__Data for this exercise__:
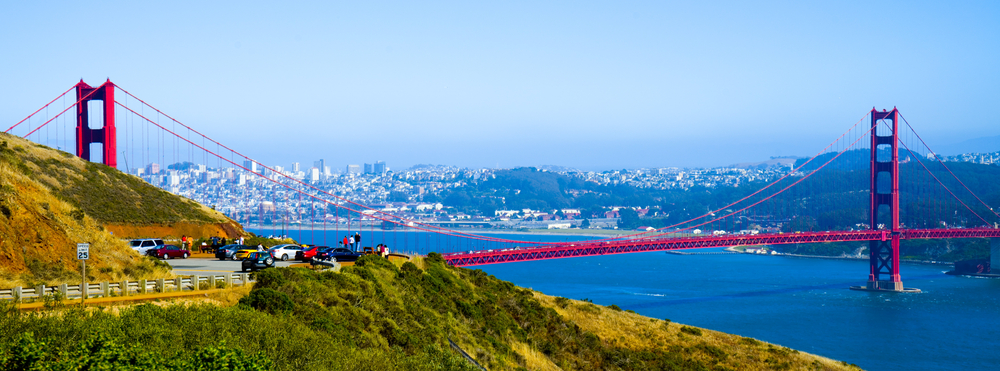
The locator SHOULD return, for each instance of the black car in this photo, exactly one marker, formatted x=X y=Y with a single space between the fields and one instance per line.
x=258 y=260
x=229 y=251
x=338 y=254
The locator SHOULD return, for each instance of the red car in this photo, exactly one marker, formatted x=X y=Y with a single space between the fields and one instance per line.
x=308 y=253
x=168 y=251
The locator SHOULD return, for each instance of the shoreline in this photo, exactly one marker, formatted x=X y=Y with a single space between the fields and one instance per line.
x=599 y=235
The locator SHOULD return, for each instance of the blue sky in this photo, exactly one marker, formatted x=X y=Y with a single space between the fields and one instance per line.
x=593 y=85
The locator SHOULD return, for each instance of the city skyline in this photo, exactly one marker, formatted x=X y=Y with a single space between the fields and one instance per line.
x=586 y=85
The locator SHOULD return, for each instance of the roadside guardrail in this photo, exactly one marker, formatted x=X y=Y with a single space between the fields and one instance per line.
x=125 y=288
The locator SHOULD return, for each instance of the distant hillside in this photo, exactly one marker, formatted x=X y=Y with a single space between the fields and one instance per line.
x=125 y=204
x=51 y=200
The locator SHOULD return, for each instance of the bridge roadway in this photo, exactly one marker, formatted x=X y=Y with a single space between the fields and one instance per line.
x=583 y=248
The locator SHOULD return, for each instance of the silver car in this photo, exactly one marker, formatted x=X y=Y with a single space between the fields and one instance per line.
x=143 y=245
x=285 y=252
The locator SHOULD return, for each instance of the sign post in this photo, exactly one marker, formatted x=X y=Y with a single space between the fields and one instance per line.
x=83 y=253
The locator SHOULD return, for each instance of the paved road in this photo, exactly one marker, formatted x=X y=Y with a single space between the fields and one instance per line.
x=206 y=266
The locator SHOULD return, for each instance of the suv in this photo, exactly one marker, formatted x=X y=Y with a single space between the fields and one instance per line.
x=168 y=251
x=229 y=251
x=143 y=245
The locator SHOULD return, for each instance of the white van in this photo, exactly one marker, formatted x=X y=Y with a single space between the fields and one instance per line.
x=144 y=244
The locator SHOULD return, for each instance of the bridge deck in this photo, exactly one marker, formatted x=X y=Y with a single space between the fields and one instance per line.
x=583 y=248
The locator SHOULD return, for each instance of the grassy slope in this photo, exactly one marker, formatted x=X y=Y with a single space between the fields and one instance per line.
x=379 y=316
x=51 y=200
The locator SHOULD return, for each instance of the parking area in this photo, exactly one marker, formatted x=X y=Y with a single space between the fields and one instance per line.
x=204 y=265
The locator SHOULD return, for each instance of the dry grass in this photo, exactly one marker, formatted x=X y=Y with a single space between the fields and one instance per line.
x=633 y=331
x=533 y=359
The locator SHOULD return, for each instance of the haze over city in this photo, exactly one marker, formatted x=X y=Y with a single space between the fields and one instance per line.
x=587 y=85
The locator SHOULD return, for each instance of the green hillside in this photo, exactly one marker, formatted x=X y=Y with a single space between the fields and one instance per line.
x=379 y=316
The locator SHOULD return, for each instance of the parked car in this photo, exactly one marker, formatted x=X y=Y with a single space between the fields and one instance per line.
x=229 y=251
x=308 y=252
x=143 y=245
x=242 y=253
x=257 y=260
x=285 y=252
x=338 y=254
x=169 y=251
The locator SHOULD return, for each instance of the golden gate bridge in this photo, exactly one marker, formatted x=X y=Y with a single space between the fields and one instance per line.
x=863 y=167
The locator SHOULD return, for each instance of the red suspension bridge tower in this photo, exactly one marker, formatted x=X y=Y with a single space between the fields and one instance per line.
x=106 y=135
x=884 y=253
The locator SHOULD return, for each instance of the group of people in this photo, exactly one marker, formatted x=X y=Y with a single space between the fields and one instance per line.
x=382 y=250
x=352 y=242
x=217 y=242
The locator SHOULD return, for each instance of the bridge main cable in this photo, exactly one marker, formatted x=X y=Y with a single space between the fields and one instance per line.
x=426 y=227
x=422 y=227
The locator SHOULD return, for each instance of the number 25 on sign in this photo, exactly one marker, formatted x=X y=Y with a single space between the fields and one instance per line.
x=83 y=251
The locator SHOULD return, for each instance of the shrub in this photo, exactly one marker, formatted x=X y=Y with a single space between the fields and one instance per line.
x=749 y=341
x=268 y=300
x=562 y=302
x=691 y=330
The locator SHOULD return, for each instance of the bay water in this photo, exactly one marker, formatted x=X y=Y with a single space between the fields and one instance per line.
x=801 y=303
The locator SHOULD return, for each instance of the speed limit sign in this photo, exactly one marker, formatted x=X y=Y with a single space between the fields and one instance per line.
x=83 y=251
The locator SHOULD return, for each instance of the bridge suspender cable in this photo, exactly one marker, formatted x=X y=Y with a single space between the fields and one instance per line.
x=40 y=109
x=776 y=193
x=713 y=212
x=938 y=158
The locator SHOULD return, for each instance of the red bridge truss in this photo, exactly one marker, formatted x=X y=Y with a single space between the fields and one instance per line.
x=579 y=249
x=883 y=228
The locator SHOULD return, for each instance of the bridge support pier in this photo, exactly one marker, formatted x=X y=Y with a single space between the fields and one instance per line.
x=994 y=256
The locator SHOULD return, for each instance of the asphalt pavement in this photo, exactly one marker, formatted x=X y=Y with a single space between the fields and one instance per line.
x=206 y=266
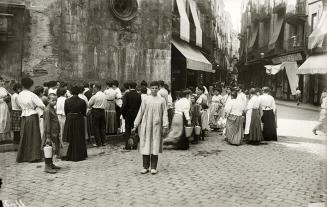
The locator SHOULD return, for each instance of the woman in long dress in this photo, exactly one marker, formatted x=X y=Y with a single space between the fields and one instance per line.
x=4 y=113
x=234 y=124
x=268 y=108
x=203 y=102
x=29 y=149
x=253 y=123
x=16 y=113
x=110 y=111
x=74 y=131
x=176 y=135
x=322 y=125
x=152 y=123
x=215 y=108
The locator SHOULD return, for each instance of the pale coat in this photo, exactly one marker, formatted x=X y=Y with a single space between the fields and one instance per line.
x=252 y=104
x=150 y=120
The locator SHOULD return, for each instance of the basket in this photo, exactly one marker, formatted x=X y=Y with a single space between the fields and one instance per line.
x=197 y=130
x=188 y=131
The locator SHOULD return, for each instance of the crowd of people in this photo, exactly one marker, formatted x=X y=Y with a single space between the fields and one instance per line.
x=149 y=116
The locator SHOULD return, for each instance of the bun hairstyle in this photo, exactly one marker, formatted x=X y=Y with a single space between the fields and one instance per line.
x=154 y=83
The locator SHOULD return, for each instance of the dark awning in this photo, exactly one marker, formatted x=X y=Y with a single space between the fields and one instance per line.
x=278 y=23
x=315 y=64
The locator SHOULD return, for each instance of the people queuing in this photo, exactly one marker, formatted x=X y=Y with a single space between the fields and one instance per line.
x=68 y=117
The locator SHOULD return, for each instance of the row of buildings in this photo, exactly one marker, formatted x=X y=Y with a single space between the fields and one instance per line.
x=283 y=45
x=184 y=42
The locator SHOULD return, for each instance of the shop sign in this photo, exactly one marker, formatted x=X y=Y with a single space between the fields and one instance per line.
x=287 y=58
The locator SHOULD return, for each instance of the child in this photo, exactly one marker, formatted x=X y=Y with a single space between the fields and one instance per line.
x=51 y=132
x=195 y=116
x=152 y=120
x=215 y=108
x=298 y=96
x=16 y=113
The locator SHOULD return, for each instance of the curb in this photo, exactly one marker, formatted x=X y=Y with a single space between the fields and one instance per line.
x=111 y=139
x=303 y=108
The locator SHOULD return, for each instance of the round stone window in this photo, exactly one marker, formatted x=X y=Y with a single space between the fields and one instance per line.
x=124 y=9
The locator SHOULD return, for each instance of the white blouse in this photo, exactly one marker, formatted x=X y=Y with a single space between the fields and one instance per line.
x=14 y=104
x=28 y=102
x=183 y=105
x=234 y=107
x=61 y=105
x=267 y=102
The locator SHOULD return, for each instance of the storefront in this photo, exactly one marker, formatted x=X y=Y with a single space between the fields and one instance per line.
x=189 y=66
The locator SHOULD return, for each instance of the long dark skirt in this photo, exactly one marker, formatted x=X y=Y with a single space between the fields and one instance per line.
x=111 y=118
x=15 y=120
x=269 y=131
x=176 y=136
x=234 y=129
x=74 y=134
x=89 y=121
x=255 y=134
x=29 y=149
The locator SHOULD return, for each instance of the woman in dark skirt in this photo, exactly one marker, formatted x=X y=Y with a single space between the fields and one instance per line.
x=268 y=107
x=74 y=131
x=253 y=132
x=29 y=149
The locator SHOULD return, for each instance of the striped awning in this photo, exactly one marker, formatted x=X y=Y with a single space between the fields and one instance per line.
x=315 y=64
x=184 y=23
x=195 y=60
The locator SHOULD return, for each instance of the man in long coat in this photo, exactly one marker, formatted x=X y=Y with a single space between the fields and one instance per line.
x=152 y=123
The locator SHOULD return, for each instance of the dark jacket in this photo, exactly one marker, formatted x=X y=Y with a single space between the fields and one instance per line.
x=131 y=104
x=75 y=105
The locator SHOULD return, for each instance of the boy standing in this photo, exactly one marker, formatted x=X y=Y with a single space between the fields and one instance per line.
x=152 y=123
x=51 y=132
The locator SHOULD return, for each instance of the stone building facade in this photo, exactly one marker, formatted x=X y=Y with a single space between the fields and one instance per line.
x=87 y=40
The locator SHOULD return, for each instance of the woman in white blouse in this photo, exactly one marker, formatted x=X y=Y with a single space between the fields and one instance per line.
x=268 y=108
x=30 y=144
x=234 y=125
x=4 y=113
x=176 y=136
x=253 y=123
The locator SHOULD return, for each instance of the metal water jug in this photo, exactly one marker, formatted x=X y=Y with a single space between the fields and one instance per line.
x=47 y=151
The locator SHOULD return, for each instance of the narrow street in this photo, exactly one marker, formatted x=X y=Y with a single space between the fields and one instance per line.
x=284 y=173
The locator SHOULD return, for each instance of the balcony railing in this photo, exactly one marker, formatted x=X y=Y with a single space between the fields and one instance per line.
x=296 y=14
x=280 y=6
x=294 y=43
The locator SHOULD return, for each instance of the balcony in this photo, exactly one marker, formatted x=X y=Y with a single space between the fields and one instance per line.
x=296 y=14
x=280 y=6
x=294 y=43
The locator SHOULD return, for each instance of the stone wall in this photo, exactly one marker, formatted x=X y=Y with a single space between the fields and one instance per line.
x=95 y=45
x=41 y=46
x=11 y=47
x=75 y=40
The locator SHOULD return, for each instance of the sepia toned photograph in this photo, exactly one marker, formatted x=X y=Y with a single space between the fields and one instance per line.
x=163 y=103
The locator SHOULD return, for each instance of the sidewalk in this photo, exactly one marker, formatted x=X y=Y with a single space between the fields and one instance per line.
x=292 y=104
x=110 y=139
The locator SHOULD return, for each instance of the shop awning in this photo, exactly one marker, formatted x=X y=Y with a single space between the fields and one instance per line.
x=196 y=20
x=278 y=23
x=195 y=60
x=253 y=37
x=315 y=64
x=184 y=23
x=317 y=37
x=273 y=69
x=291 y=71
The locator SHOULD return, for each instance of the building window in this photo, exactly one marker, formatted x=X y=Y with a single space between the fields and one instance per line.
x=124 y=10
x=313 y=21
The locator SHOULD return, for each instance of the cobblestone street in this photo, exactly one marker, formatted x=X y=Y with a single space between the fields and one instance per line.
x=213 y=173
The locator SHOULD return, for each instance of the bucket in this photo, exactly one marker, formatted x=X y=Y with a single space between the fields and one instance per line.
x=188 y=131
x=47 y=151
x=197 y=130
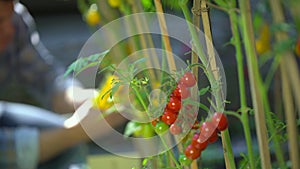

__Description of the task__: Please recast the lines between the line holding "The locator SHOULD return, for each instance of the speed" and the line holding "x=883 y=228", inclusive, as a Markdown table with columns Number and Line, numbering each line in order and leaving out any blank lines.

__Full solution__:
| Number | Line |
|---|---|
| 1 | The locator SHOULD return, for each instance of the speed limit sign in this photo, exactly one marker, formatted x=X y=Y with a single space between the fields and one instance per line. |
| 2 | x=83 y=251 |
| 3 | The locator SHOULD return, for each instance of the bridge suspender cable in this photo, exactly one marker, formatted x=X y=Y with a single space between the fields and one instance per line. |
| 4 | x=40 y=109 |
| 5 | x=776 y=193 |
| 6 | x=713 y=212 |
| 7 | x=938 y=158 |
| 8 | The locator SHOULD return, for each instance of the red bridge truss in this photo, exactly one marker, formatted x=X y=Y with a single space between the fields and one instance per line. |
| 9 | x=579 y=249 |
| 10 | x=883 y=228 |